TO BE DONE =>
1) Answer these questions from the race report:
(a) What was used to plug the leak in the fuel tank of Chinetti's car?
(b) Which team claimed both the Index of Performance and the Biennial Cup?
(c) How many cars could the new concrete pit complex hold?
2) Copy everything in the race report from "Chinetti and Étancelin" down to "at 120 litres/minute.".
3) Carry on writing the race report from the point where it stops.

SELECTED EXTRACT =>
Two-time winner Raymond Sommer soon took the lead until, after only 90 minutes, he stopped out on the circuit with smoke pouring from his engine. For the next five hours the Alfas of Luigi Chinetti and Earl Howe duelled for the lead. However, soon after night fell, the lights failed on Howe's Alfa costing him two hours to get the electrics repaired. Chinetti took the lead, but their car had developed a leak in the fuel tank. The solution was the same as Sommer had used the previous year: to plug the gap with chewing-gum.

By the halfway point, there was only a single competitive big-engine car left running, and interest shifted to the race for the Index of Performance between the four British firms of Aston Martin, MG, Riley and Singer. For a time, with race attrition, the 1.1-litre MG of John Ford was running second overall, until a three-car pile-up at Maison Blanche took it out of the race. The Aston Martin challenge collapsed in a disastrous two laps that saw three of their works cars retire. This left the Riley works team to finish second, third, fifth and sixth and claim both the Index of Performance and Biennial Cup.

Chinetti and Étancelin held on to win comfortably overall, with the second-biggest winning margin to date, of , albeit the shortest overall winning distance of the decade.

Regulations and Organisation
The renovation of the circuit and facilities by the Automobile Club de l'Ouest (ACO) were completed. A completely new pit complex was built. Made of concrete with capacity for 60 cars, it was separated from the pit lane and racing track by a wooden picket fence. Pit counters were provided with a second storey for trade stands and guests. Eco and Jupiter, the French distributors of Esso and Shell fuel respectively, pay for each pit-box to be installed with a 1000-litre tank, gantry and hoses to allow refuelling direct to the cars. This was regulated to be at 120 litres/minute.
Race control was also housed in the new pit complex, and a large restaurant opened beside the main grandstand. All the spectator areas now had access to drinking water, and had an earthen bank and fencing put between them and the circuit. Additionally, a 25-hectare golf-course built inside the circuit. Reflecting the greater commercialism of the event, the two main camping areas were regulated and numbered to allow charging spectators who wanted to camp overnight. Regarding the track itself, the straights between the Mulsanne and Arnage were resurfaced and trees along the roadside were felled.

DATA PROVIDED =>
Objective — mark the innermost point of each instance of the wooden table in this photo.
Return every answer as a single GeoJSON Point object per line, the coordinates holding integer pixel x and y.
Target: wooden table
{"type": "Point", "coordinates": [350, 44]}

OUTPUTS IN ORDER =>
1)
(a) Chewing-gum.
(b) The Riley works team.
(c) 60 cars.

2)
Chinetti and Étancelin held on to win comfortably overall, with the second-biggest winning margin to date, of , albeit the shortest overall winning distance of the decade.

Regulations and Organisation
The renovation of the circuit and facilities by the Automobile Club de l'Ouest (ACO) were completed. A completely new pit complex was built. Made of concrete with capacity for 60 cars, it was separated from the pit lane and racing track by a wooden picket fence. Pit counters were provided with a second storey for trade stands and guests. Eco and Jupiter, the French distributors of Esso and Shell fuel respectively, pay for each pit-box to be installed with a 1000-litre tank, gantry and hoses to allow refuelling direct to the cars. This was regulated to be at 120 litres/minute.

3)
In the years of alternating fuel suppliers, this year Esso had four fuel choices: its regular fuel, a premium grade, 100% benzole and a 70/15/15 blend of the regular with benzole and ethanol. With the new fuel rigs, the ACO allowed a second mechanic to work on a car in the pits, nominated solely as the refueller. 
The minimum running distance between refuelling stops remained at 24 laps. The ACO made significant increases to the class distance-targets, this time in the mid-range engines, with an extra 125 km added to the minimum distance for 3-litre cars for example. Three 8-hour practice sessions were scheduled on the Wednesday, Thursday and Friday nights between 10pm and 6am. Public traffic was also allowed onto the roads at the same time, but this year was only allowed to travel in the same direction as the racing cars.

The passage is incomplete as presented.